(Position identification records)
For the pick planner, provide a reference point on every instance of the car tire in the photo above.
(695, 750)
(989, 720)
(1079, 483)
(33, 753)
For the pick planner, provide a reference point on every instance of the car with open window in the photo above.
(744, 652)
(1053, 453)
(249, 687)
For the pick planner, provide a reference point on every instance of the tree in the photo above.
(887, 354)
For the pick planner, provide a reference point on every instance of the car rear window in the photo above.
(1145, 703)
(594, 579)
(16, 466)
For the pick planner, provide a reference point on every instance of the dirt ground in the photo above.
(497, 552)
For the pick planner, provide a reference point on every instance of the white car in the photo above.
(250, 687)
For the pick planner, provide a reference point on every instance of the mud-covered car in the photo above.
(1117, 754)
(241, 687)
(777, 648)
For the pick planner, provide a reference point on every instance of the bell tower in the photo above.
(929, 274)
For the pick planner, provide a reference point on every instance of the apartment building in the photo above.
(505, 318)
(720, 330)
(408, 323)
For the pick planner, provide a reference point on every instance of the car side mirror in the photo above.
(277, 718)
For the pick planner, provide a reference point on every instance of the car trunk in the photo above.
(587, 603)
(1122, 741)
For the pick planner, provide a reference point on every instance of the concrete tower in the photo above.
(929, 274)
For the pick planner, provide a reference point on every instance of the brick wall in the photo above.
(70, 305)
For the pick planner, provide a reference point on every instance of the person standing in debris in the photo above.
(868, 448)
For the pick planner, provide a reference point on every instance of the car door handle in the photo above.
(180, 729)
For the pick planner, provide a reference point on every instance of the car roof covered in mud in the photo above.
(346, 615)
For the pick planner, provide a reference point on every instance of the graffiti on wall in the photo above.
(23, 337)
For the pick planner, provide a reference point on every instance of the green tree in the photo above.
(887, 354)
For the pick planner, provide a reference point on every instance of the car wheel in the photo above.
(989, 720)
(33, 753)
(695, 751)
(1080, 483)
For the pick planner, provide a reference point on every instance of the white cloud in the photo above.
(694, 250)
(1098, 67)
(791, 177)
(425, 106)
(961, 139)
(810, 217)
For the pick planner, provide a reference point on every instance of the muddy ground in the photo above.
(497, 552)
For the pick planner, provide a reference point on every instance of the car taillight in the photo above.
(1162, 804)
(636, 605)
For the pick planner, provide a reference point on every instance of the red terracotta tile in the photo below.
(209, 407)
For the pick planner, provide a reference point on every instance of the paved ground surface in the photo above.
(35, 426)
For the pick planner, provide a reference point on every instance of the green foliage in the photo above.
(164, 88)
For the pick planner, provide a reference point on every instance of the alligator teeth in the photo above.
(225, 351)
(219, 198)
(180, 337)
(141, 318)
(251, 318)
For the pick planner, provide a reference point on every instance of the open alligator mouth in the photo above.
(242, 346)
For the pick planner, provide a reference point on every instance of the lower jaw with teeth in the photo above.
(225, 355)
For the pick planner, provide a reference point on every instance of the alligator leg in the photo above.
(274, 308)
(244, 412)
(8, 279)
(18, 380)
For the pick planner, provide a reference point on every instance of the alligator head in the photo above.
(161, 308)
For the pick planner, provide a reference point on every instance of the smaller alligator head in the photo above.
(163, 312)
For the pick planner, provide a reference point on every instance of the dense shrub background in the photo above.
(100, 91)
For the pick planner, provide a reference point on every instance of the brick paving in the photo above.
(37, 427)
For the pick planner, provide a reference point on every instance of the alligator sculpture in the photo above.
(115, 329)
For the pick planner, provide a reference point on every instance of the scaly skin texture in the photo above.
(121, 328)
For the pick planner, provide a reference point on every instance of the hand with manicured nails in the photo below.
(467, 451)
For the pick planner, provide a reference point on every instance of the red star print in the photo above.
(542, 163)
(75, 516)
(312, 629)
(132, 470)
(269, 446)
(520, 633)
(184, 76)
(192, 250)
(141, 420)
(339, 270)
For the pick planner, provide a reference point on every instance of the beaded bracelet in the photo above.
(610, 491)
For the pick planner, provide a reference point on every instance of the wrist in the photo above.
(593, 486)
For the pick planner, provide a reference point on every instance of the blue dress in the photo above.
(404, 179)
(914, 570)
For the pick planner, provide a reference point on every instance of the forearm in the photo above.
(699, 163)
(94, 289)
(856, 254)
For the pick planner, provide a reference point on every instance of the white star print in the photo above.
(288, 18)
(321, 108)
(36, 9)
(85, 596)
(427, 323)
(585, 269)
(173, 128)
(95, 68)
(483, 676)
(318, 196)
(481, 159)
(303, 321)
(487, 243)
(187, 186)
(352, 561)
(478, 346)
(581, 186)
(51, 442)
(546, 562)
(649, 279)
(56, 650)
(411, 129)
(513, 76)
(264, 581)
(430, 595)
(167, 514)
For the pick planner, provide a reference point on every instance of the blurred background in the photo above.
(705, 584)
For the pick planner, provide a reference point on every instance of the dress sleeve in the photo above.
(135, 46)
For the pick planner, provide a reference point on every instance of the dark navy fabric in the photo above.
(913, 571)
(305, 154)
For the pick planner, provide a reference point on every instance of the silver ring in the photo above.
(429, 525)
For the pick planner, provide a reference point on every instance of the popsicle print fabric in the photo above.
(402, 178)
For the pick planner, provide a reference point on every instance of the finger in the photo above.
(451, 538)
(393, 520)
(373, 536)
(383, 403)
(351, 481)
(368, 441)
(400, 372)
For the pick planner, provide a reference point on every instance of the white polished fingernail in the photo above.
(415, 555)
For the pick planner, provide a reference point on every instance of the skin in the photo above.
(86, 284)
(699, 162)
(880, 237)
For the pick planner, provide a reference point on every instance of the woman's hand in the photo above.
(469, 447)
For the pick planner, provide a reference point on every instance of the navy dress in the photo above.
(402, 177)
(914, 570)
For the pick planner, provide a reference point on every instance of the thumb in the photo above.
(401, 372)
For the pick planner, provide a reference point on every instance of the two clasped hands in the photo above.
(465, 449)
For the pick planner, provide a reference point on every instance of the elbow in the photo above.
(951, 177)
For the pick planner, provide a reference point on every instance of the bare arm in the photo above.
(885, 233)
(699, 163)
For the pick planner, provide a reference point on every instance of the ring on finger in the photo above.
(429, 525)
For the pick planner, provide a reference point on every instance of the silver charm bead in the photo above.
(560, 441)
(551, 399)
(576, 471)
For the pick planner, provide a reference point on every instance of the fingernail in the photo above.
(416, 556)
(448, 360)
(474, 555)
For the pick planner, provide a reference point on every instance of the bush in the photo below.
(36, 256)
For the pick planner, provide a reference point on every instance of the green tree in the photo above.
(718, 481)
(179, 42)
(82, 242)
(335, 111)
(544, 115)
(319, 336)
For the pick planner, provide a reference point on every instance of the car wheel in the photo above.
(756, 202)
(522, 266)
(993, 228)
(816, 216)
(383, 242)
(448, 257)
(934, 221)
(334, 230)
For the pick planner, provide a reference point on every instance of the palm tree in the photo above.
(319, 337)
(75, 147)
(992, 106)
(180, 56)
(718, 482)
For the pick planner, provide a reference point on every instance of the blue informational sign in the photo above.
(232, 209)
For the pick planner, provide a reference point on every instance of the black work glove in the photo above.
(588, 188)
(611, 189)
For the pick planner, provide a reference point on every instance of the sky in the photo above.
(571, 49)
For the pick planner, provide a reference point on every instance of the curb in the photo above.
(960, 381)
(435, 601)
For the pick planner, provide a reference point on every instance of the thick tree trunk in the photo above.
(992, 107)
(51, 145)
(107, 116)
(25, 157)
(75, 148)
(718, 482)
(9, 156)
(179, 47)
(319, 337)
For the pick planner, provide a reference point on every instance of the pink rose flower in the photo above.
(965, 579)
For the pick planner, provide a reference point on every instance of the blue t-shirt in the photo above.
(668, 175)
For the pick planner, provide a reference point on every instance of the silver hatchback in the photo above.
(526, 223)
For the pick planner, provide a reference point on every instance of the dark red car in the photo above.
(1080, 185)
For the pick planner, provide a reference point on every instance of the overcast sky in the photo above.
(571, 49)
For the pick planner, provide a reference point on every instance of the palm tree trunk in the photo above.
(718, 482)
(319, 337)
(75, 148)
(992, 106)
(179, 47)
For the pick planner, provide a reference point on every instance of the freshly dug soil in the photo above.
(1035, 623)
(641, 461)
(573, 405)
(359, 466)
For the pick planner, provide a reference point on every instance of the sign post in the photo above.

→ **What this task involves**
From the line that contains "t-shirt in the photo above." down to the last line of the listing above, repeat each line exactly, and include nothing else.

→ **Task solution**
For the pick planner, provide a reference point on every instance of the blue t-shirt in the photo above.
(668, 175)
For the pick planner, provide a reference point on every instance of the silver hatchback in the photo above.
(526, 223)
For the pick planner, provide a reference point on every instance of the dark red car in the photo above.
(1080, 185)
For the pick planner, provide a reference point on every instance of the overcast sky in the photo above.
(571, 49)
For the pick planner, provide a reference point on every instance of the palm tree trunk in the photo above.
(718, 482)
(319, 337)
(75, 148)
(992, 106)
(179, 47)
For the pick planner, provide a reference point on every instance of the freshly dug soil in the photo above.
(1035, 623)
(641, 461)
(573, 405)
(359, 466)
For the pick planner, provide a reference point on every instance of the sign post in the photo above.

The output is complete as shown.